_Objective 1:_
In the text on lab data curation, what does the writer say data curation for others' ends costs?

━━ Source

I have at least two interests when it comes to data curation in my lab. I need some consistency and I need to be able to understand as the PI what I am looking at. I need to be able to go back to some half-remembered experiment and quickly whip up a preliminary data or slide figure. This leans towards more orthodoxy of analysis. Towards orthodoxy of data structures and formats. Towards orthodoxy in the graphs, for pete’s sake. My attempts to manage this into reality has mixed results, I will note. At the level of an individual staffer, satisfying some data curation goal of the PI (or anyone else, really) can seem like make-work. And it is definitely work to the ends of someone else, I just happen to be the PI and am more equal that anyone else. But it is work. And this means that short cuts are taken. Often. And then it is down to the effort of someone to bring things back up to curation standard. Sure it may seem to be “just as easy” for the person to do it the way I want it, but whaddayaknow, they don’t always see it that way. Or are rushed. Or mean to get to that at the end of the study but then forget. Tomorrow. When it is really needed.

I get this. It is a simple human reality.

In my lab, I am the boss. I get to tell staff members what to do and if they won’t do it, eventually, I can fire them. Their personal efforts (and mine for that matter) are supposed to be directed towards the lab good, first, and the institutional good second. The NIH good is in there somewhere but we all know that since a grant is not a contract, this is a very undefined concept.

There is very little that suggests that the effort of my laboratory staff has to be devoted to the good of some other person who wants access to our data in a way that is useful to them. In fact, I am pretty sure in the extreme case that if I paid a tech or trainee from my grant to work substantial amounts of time on a data analysis/curation project demanded of us by a private for-profit company solely for their own ends, this would violate the rules. There would probably be a technical violation if we did the same for a grant project funded to another researcher if the work had nothing whatever to do with the funded aims in my own lab that were paying the staff member’s salary.

Data curation for others’ ends costs. It costs time and that means that it costs money. It is not trivial. Even setting up your data stream within lab so that it could possibly be easier to share with external data miners costs. And the costs apply to all of the data collected, not just that that eventually, one day is requested of you and ends up in a paper.


*as it happens we just fielded a request but this person asked us to collaborate, rightfully so.

━━━━
━━ Supplied information

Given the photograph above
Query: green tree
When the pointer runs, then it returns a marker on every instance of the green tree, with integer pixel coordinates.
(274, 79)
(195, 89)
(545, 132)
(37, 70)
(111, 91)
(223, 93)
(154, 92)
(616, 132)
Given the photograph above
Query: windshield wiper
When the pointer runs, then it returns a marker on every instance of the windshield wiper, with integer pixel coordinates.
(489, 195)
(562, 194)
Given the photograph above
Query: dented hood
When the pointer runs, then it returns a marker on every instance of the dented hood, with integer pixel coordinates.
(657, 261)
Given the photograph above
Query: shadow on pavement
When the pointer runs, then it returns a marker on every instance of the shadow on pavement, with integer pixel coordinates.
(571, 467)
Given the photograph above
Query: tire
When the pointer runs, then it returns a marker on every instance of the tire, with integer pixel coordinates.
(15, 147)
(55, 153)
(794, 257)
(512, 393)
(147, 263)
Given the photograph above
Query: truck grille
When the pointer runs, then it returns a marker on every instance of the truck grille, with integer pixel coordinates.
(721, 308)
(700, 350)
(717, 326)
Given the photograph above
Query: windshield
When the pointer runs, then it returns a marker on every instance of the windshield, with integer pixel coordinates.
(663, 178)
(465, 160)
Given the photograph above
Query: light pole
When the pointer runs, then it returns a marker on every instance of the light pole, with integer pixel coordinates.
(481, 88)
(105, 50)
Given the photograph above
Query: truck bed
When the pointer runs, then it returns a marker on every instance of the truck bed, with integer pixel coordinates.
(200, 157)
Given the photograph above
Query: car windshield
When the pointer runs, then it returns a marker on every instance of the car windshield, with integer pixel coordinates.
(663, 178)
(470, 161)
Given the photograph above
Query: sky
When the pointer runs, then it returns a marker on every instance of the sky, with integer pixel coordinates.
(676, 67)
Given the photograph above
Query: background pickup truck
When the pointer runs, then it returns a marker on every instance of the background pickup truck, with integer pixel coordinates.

━━━━

_Objective 2:_
Please identify every line of the entries above that contains the word "shadow", and copy each one. Case counts.

_Worked answer 1:_
It costs time, which means it costs money.

_Worked answer 2:_
Query: shadow on pavement
When the pointer runs, then it returns a marker on every instance of the shadow on pavement, with integer pixel coordinates.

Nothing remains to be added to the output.